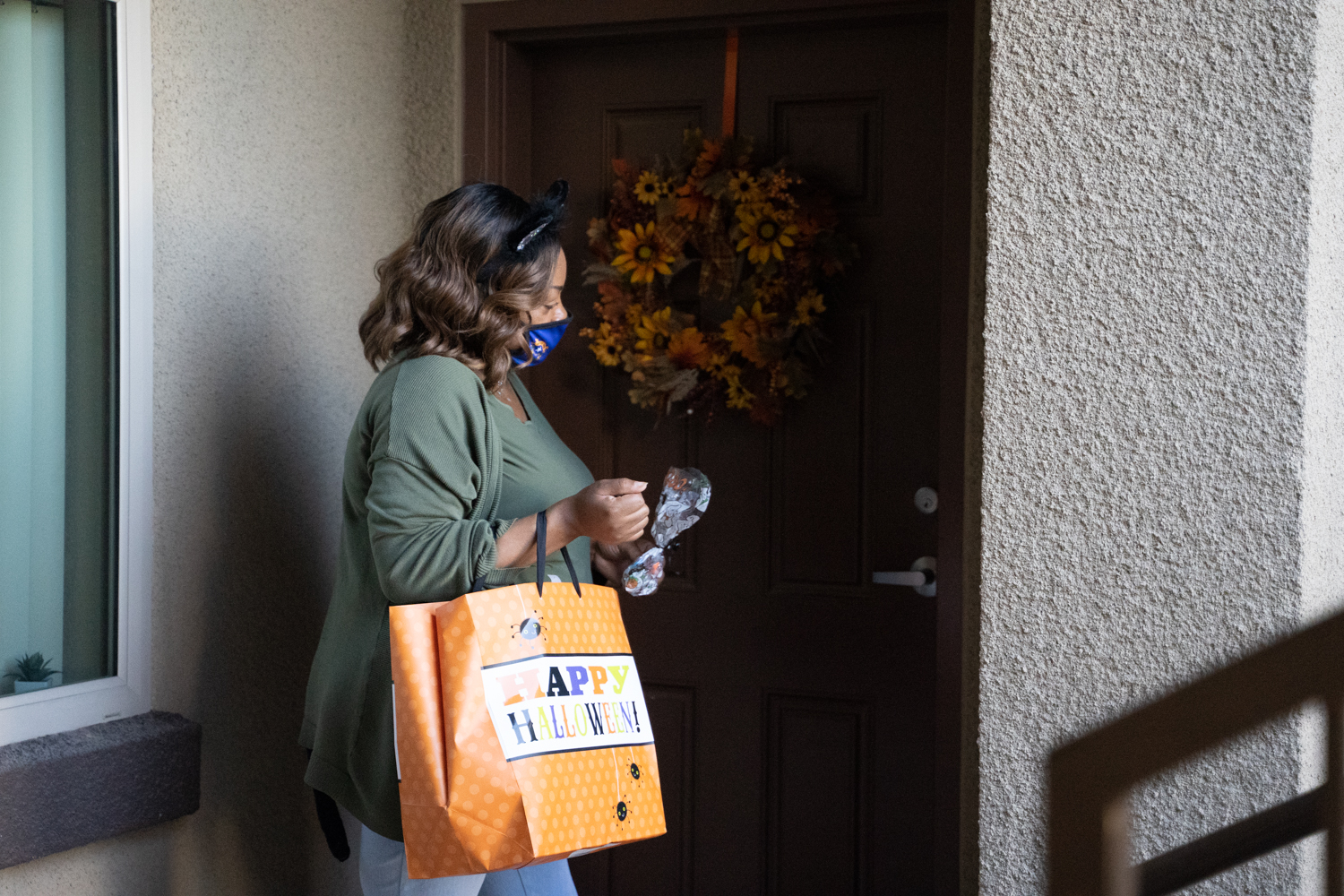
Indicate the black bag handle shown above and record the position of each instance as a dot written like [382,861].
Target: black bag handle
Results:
[540,562]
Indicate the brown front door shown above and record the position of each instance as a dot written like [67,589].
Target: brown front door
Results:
[792,697]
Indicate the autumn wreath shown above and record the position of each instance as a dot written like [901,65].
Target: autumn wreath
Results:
[766,247]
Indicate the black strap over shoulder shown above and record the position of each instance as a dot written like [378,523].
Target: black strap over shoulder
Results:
[540,560]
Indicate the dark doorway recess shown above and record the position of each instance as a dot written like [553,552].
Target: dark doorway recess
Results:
[808,721]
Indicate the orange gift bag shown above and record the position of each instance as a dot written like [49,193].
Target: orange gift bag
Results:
[521,732]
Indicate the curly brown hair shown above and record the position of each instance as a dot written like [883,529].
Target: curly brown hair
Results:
[429,301]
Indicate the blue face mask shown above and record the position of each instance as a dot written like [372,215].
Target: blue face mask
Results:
[540,339]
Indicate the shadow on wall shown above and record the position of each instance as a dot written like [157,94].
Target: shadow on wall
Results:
[265,597]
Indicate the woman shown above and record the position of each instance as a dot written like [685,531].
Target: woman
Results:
[446,466]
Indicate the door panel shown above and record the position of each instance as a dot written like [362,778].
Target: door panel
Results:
[797,742]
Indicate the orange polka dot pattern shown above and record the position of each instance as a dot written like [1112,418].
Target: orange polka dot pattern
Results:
[464,807]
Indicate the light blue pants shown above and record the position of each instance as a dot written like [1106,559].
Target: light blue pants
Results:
[382,872]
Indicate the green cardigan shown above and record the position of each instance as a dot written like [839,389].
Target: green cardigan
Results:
[419,498]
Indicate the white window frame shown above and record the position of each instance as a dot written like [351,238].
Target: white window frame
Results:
[126,694]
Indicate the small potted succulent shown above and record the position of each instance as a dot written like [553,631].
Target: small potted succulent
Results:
[34,673]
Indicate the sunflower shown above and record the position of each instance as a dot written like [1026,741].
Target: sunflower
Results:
[777,187]
[809,308]
[687,349]
[648,188]
[744,188]
[653,330]
[605,344]
[765,233]
[744,330]
[642,254]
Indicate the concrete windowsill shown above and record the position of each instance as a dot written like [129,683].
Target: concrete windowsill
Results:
[72,788]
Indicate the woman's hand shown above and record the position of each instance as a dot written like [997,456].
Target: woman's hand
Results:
[612,559]
[610,511]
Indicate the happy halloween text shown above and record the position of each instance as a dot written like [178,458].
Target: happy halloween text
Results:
[564,702]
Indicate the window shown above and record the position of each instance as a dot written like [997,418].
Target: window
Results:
[74,363]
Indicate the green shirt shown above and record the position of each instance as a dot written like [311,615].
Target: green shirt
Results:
[435,470]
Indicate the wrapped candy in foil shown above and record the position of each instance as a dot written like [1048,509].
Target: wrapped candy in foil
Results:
[685,495]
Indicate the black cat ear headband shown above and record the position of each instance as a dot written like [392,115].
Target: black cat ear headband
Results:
[538,228]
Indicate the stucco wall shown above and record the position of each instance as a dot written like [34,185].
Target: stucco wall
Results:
[1161,401]
[281,175]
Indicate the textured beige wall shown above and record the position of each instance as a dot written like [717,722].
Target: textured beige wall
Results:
[1161,392]
[284,163]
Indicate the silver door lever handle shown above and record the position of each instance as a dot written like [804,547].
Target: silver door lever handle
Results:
[916,578]
[922,576]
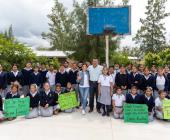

□ □ □ □

Write out the entries again, starting at the line containing "Indicate the green shirt" and ending at the end of the entries, keeping every line. Shift each answer coordinate by adding 94 to both of its numbers, and leave the pictures out.

Indicate the green shirt shown above and record the position of each instance as a dot written like [311,615].
Target: green shirt
Results:
[529,564]
Indicate the wrapped candy in foil shown above and record the position of each instance as a dot written like [1048,509].
Target: wrapped candy in foil
Results:
[779,589]
Indicate the black cat ear headband shown above and record the position of each instance as a dot written like [392,115].
Target: black cat ear headband
Results:
[632,322]
Indicate the stucco wall shown above and record the position of each instance as a dot written like [34,185].
Target: stucco wall
Results:
[1255,495]
[375,269]
Indicate the textured beige wall shown above and record the position of each instance as a dot written like [717,722].
Target: textured beige wall
Results:
[1255,486]
[378,257]
Indicate the silver door lever handle shown above and record the position of each instance as a dot written like [804,547].
Target: silver door lever handle
Results:
[1010,672]
[1016,670]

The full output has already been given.